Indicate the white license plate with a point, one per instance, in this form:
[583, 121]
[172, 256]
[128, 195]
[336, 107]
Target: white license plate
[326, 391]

********************

Each line of the material should be duplicated exactly, please.

Indicate the white license plate with a point, one per instance, in this form:
[583, 121]
[172, 256]
[128, 195]
[336, 107]
Target: white license plate
[326, 391]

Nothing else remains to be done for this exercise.